STATED GOAL 1
In the interview with Austin Stevens, rewrite the passage starting at "In the latest" and ending at "general come from?", changing "snakes" to "serpents".
STATED GOAL 2
Answer these questions about the Austin Stevens interview:
(a) In how many parts is the interview with Into the Wild being published?
(b) How old was Austin when he brought home his first reptile?
(c) What kind of snake was that first reptile?
STATED GOAL 3
Write a continuation of the Austin Stevens interview, starting right after its final sentence.

In the latest installment of Into the Wild Meets…today we speak to Austin Stevens, a man made famous by his fearless and dramatic adventures in search of some of the world’s most dangerous creatures: snakes. In the first of a two-part interview with Into the Wild, Austin talks us through how he first became interested in snakes, an enthralling tale from his past travels, and much more.
Into the Wild: Where did your passion for snakes and wildlife in general come from?
Austin: I was just 12 years old when I brought home my first reptile, a juvenile red-lipped herald snake. Though this species is not considered dangerous to humans, my parents were unimpressed, and forced me to dispose of the luckless reptile. I was very upset, having now seen the forbidden fruit and not allowed to eat of it! It is not easy to explain why snakes and other reptiles affect a young child so. It might be the unusual way in which they move, or their incredible colour patterns displayed on shiny scales, or it might be because these creatures are so secretive and mysterious. All I know, and what I have witnessed with many people I have introduced to snakes, is that once they have touched a snake, felt its smooth, cool and glossy body move effortlessly through their hands, they are never quite the same again.

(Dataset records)
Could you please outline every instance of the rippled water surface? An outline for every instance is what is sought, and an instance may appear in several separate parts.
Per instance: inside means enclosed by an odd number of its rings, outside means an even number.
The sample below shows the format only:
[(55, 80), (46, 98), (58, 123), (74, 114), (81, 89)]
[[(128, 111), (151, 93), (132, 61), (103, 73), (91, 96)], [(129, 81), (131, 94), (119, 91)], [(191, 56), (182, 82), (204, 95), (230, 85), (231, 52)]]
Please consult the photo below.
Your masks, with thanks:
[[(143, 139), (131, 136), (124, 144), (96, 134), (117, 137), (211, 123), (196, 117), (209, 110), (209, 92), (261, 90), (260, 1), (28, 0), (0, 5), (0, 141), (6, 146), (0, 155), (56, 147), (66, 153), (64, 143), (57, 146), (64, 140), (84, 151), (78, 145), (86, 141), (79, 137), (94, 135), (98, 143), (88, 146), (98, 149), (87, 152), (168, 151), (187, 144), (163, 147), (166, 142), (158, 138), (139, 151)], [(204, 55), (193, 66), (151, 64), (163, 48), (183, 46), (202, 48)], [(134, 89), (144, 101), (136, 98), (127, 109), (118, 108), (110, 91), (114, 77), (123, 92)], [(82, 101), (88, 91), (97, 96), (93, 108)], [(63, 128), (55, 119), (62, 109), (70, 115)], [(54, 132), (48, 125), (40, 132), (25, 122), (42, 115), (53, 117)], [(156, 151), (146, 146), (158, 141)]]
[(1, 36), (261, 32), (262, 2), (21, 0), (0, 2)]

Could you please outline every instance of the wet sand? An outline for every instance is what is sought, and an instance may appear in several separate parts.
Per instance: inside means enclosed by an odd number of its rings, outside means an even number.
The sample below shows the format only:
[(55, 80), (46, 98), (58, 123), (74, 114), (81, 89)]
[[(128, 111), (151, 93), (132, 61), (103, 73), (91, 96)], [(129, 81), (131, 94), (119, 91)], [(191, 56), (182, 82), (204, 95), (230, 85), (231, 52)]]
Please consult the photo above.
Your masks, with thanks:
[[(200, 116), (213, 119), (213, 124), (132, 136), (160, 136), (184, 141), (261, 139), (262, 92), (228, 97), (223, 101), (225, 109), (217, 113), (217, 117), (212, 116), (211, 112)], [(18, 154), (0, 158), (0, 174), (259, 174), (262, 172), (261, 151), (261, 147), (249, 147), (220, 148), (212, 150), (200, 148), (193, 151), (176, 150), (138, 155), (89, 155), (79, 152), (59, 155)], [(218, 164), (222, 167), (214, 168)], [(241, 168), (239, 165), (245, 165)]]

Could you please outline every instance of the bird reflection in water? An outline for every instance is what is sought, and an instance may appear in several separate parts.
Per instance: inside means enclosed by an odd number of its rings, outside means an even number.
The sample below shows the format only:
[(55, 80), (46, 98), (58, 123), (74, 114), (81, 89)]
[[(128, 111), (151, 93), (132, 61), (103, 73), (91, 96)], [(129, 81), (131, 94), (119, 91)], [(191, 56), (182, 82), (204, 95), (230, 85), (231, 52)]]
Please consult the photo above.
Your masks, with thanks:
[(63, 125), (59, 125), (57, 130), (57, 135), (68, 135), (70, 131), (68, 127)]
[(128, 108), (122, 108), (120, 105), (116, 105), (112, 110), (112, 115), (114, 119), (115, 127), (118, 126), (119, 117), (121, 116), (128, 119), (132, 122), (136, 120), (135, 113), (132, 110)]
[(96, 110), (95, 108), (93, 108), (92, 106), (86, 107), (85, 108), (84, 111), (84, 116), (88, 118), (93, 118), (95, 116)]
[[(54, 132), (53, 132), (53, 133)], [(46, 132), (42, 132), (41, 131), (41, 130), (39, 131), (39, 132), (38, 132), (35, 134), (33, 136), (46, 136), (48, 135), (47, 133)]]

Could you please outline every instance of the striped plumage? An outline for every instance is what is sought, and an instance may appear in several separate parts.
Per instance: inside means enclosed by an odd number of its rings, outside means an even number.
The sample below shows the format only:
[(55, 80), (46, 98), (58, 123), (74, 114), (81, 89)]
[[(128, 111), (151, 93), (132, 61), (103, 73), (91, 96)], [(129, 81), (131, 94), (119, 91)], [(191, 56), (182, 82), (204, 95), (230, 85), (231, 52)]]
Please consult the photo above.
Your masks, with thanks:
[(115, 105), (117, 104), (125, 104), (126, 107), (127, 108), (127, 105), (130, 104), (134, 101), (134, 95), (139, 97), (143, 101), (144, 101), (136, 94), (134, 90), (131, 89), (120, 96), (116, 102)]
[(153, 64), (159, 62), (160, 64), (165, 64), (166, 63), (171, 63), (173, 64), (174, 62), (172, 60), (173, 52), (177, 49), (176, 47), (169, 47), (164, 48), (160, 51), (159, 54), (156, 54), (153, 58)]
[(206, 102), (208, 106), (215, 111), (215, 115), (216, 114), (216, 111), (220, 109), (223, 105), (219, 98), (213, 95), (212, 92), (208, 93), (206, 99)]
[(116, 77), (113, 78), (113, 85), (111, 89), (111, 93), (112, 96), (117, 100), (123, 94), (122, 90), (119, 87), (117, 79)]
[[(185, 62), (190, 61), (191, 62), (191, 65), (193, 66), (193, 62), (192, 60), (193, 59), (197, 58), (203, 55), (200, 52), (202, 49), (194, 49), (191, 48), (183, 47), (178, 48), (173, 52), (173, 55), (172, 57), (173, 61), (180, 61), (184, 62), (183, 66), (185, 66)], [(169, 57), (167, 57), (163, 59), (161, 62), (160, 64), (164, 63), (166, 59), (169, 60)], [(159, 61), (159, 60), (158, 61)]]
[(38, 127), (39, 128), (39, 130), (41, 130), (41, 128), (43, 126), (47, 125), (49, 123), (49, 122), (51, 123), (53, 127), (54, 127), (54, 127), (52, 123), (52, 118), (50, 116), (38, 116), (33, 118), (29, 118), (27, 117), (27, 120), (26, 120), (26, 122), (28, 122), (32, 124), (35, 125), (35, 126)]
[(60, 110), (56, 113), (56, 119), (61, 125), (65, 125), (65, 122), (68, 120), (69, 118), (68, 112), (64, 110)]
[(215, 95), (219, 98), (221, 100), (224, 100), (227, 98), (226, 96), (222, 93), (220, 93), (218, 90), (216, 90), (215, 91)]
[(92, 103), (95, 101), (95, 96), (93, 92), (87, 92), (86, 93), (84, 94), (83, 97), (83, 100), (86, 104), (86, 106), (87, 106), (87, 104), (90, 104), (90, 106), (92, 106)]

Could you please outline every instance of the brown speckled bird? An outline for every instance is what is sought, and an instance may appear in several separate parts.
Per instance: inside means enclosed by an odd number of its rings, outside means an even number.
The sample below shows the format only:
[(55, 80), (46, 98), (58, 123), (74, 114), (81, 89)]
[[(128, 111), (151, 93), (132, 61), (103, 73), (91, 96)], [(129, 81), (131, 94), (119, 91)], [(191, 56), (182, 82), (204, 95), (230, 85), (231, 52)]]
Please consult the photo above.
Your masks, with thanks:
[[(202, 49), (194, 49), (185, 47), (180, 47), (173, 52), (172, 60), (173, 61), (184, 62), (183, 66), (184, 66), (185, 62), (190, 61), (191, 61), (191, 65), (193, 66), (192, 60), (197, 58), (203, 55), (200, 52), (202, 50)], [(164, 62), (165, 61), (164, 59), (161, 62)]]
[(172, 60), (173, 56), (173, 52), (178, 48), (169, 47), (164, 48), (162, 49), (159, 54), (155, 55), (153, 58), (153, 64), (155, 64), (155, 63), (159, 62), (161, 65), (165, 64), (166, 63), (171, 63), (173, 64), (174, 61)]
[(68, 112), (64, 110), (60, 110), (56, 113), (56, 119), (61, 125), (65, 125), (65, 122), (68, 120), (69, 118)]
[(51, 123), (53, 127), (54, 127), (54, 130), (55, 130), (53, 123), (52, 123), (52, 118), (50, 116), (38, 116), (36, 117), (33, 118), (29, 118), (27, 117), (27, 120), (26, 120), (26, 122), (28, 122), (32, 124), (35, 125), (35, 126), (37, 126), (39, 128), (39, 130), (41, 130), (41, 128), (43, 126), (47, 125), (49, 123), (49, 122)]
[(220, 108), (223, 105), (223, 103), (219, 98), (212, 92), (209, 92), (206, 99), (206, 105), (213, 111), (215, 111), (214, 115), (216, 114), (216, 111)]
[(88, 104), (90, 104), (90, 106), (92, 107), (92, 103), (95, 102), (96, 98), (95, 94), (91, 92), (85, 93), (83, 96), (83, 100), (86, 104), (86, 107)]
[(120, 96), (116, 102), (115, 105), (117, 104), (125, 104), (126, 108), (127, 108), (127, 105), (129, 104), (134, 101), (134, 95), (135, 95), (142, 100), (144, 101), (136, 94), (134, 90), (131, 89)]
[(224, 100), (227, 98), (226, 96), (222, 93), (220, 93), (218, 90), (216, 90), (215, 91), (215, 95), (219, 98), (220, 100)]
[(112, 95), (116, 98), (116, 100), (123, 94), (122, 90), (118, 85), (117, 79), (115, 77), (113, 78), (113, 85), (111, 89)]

TASK OUTPUT 1
In the latest installment of Into the Wild Meets…today we speak to Austin Stevens, a man made famous by his fearless and dramatic adventures in search of some of the world’s most dangerous creatures: serpents. In the first of a two-part interview with Into the Wild, Austin talks us through how he first became interested in serpents, an enthralling tale from his past travels, and much more.
Into the Wild: Where did your passion for serpents and wildlife in general come from?

TASK OUTPUT 2
(a) Two parts.
(b) 12 years old.
(c) A juvenile red-lipped herald snake.

TASK OUTPUT 3
Needless to say, my parents did eventually succumb, and by my late teens I had a collection of snakes housed in my room. These included gaboon vipers, spitting cobras, Cape cobras, ringhals, black and green mambas, puff adders, night adders, horned adders, rhinoceros vipers, rattlesnakes, saw scaled vipers, green tree vipers, as well as a variety of harmless species such as boa constrictors, African pythons, American bull snakes, water snakes and house snakes, to name but a few.
Though I was obviously strongly inclined towards wildlife and especially reptiles at such an early age, I knew that work opportunities in that field were rare and sought after by people more qualified than me at the time, and so I did not imagine that I would ever be fortunate enough to actually become a professional herpetologist. I turned to hardware and hardware sales. Though I handled it well, I hated being cooped up in a shop wasting away my life and was very unhappy.
At one stage, in my very early twenties, I lost direction even further, getting involved with motorbikes and motorbike gangs, an exciting but hazardous period which ended in catastrophe and almost cost me my life. In 1991 I relocated to Namibia where I set about writing and photographing and eventually filming reptiles.
Into the Wild: What is your favourite memory from your career working with snakes?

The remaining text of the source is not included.